Coordinate annotation records:
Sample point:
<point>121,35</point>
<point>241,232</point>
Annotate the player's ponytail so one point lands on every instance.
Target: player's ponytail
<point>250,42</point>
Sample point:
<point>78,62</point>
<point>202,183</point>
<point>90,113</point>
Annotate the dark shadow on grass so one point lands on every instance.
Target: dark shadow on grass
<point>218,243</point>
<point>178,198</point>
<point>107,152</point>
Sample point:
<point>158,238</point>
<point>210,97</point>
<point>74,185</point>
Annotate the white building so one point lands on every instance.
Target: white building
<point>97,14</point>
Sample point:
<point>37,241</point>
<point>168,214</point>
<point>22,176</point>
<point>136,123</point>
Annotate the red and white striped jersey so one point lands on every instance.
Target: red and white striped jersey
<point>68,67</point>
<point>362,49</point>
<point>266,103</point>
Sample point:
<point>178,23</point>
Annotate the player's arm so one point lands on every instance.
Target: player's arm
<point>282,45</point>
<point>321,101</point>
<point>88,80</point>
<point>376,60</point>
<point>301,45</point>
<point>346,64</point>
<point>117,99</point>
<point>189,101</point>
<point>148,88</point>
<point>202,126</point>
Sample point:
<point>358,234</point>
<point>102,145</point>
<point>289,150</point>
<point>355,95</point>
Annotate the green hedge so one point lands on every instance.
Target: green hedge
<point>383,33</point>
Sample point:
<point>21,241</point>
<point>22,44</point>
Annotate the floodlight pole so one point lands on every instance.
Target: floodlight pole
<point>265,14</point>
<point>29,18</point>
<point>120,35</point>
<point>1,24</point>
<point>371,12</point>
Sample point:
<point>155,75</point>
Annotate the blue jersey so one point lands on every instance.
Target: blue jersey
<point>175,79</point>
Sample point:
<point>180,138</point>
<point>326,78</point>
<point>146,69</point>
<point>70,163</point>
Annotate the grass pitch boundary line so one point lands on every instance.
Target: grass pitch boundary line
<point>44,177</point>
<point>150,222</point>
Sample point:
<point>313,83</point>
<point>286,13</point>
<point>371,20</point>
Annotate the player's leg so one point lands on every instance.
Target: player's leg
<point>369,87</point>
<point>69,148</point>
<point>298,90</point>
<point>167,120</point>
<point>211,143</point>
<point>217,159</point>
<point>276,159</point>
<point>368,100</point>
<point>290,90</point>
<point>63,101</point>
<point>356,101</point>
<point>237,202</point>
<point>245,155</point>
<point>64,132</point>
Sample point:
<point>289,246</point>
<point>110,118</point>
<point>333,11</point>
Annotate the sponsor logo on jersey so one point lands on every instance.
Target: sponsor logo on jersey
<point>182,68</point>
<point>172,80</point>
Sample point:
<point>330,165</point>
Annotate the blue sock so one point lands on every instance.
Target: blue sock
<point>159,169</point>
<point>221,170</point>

• What you are asked to do:
Scale the listing from its start through the line holding "<point>97,14</point>", inclusive. Multiply the coordinates of the points that follow each "Target:" line by 0.25 and round them to whole numbers, with halves rounded up. Copy every other line unchanged.

• Worked answer:
Sample point:
<point>121,35</point>
<point>241,232</point>
Annotate the player's ponytail so one point lands on every instance.
Target: player's ponytail
<point>63,11</point>
Sample point:
<point>78,62</point>
<point>202,183</point>
<point>90,113</point>
Annotate the dark shadow on grass so one point lands on every instance.
Target: dark shadow on grass
<point>55,61</point>
<point>45,50</point>
<point>27,38</point>
Sample point:
<point>158,238</point>
<point>210,97</point>
<point>74,185</point>
Annotate the white building so one point lands on every instance.
Target: white building
<point>24,4</point>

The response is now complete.